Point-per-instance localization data
==================================================

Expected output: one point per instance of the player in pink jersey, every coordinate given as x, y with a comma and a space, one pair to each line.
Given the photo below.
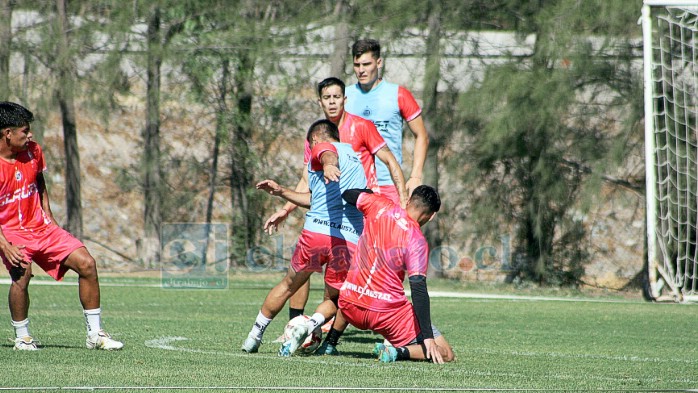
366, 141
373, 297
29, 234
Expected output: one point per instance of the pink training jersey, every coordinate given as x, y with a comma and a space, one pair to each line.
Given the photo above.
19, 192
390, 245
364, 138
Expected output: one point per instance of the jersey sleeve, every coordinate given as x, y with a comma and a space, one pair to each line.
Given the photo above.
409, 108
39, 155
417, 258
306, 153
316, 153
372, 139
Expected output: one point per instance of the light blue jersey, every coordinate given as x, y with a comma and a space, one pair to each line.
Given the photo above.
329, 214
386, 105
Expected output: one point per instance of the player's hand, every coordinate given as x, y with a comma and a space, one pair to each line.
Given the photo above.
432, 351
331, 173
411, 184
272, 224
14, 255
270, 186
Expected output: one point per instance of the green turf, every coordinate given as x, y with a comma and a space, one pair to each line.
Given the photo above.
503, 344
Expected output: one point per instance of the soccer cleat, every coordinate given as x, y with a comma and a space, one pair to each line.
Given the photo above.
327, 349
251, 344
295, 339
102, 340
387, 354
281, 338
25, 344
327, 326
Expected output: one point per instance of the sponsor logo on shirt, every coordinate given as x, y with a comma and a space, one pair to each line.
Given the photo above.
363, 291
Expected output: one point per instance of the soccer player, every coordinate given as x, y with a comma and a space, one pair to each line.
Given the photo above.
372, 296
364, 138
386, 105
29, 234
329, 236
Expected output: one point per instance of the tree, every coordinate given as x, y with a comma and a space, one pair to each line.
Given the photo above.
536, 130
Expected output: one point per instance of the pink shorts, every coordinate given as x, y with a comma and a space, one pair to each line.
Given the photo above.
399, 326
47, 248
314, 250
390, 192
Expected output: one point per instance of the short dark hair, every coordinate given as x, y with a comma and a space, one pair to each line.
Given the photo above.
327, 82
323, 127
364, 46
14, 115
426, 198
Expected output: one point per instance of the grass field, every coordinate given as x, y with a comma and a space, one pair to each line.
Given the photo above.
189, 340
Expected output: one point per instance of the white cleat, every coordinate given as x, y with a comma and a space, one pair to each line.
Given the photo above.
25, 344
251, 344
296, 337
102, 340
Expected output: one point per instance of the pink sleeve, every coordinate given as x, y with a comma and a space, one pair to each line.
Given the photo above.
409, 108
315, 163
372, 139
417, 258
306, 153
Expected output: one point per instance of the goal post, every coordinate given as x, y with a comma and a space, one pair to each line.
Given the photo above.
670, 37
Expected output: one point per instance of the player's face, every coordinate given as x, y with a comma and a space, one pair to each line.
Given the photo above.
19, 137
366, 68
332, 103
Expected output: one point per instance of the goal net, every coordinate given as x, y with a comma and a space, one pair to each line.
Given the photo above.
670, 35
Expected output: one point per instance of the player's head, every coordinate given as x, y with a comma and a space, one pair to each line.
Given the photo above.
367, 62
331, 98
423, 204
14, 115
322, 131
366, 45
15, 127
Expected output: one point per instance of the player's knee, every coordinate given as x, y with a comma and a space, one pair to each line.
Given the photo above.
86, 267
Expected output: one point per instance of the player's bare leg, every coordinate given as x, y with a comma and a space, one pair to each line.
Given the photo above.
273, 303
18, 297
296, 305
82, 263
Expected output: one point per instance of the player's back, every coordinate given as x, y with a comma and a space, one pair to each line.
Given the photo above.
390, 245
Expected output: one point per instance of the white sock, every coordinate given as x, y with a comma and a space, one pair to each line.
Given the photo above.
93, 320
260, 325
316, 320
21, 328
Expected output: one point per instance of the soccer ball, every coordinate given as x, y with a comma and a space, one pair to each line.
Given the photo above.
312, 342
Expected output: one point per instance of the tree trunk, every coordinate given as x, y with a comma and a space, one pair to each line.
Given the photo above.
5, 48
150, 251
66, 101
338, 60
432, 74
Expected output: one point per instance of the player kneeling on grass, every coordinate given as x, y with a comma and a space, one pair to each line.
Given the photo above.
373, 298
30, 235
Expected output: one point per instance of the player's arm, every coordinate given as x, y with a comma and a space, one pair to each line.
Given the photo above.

==================================================

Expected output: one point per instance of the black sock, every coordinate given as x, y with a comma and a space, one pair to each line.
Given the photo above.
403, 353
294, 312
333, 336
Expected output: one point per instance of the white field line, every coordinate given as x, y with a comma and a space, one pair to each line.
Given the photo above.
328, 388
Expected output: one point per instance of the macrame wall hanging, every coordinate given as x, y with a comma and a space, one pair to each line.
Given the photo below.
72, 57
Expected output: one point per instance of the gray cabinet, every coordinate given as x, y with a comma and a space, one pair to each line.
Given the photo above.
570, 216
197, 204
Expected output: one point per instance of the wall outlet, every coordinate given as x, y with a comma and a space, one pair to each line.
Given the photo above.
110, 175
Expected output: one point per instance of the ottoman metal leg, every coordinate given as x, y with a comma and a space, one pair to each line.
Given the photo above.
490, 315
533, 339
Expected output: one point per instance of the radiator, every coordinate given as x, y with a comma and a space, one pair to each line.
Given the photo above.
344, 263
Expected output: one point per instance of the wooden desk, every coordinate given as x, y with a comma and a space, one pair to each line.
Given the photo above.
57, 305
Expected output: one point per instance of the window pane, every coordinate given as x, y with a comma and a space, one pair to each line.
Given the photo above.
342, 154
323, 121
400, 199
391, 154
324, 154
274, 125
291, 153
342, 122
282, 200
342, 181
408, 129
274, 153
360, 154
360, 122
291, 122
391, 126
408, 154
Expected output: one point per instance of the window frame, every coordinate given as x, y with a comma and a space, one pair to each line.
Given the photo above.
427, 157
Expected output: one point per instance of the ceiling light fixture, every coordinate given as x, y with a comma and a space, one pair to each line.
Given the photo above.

==================================================

● **WORK INSTRUCTIONS**: The entries above hold the needed span. Transcribe exactly the lines from the one with "Expected output: one point per instance of the goal post, every" to the one with "Expected output: one point per instance of the goal net, every", both included.

● **REPLY**:
Expected output: one point per instance of the goal post, every coordinate given as x, y with a comma and a space, one pair to each line.
Given the photo above.
670, 37
Expected output: one point per instance of the player's face, every coordinate given as x, y with a comma and a space, one pair to each line.
Given the photo above.
19, 137
366, 68
332, 103
Expected output: one point per instance of the goal net, every coordinate given as x, y with a comma and a space, one pair to each line.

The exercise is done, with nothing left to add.